== İstenen İş ==
Aşağıdaki kayıtlardan "path" dizesini içeren her satırı seçip kopyalayın. Büyük/küçük harf ayrımı dikkate alınır.
____ Kayıtlar
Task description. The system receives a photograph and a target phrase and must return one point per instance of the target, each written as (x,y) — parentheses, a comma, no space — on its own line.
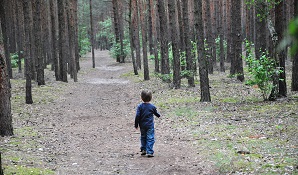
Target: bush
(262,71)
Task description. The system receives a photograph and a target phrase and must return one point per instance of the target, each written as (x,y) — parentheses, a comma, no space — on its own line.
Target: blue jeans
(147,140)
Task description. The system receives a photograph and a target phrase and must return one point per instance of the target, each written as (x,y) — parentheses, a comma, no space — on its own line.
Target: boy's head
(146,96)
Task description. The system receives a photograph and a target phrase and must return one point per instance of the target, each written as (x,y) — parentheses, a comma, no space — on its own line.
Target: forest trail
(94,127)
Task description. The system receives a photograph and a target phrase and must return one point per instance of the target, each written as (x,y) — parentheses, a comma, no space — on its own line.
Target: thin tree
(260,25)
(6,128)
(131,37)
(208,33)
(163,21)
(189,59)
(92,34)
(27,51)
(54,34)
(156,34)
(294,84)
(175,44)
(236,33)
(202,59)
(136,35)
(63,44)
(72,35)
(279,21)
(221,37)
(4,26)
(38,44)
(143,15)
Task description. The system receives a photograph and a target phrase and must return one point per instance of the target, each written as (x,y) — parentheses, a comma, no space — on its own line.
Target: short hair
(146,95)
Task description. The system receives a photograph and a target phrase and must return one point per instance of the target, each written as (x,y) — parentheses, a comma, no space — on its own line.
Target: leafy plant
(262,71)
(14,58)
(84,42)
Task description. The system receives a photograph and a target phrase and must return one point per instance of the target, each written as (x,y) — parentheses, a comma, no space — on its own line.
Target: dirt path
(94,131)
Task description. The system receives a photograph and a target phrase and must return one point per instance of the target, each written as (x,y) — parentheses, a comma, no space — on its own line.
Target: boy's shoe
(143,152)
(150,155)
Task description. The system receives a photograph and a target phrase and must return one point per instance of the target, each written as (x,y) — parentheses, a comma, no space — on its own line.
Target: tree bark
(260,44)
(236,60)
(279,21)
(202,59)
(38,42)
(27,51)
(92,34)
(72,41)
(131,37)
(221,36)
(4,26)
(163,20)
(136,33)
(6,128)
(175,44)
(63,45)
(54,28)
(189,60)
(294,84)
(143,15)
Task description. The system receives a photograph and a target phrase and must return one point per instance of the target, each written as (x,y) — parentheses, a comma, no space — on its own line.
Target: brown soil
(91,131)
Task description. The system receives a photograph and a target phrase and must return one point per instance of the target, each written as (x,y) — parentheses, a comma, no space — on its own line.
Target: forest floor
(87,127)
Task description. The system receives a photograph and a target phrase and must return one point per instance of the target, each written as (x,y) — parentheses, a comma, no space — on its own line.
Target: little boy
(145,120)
________
____ Kayıtlar
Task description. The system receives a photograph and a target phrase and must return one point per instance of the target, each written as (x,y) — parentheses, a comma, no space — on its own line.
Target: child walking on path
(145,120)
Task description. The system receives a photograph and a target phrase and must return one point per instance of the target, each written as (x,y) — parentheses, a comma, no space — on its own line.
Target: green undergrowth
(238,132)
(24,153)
________
== Beklenen Çıktı ==
Target: dirt path
Target: child walking on path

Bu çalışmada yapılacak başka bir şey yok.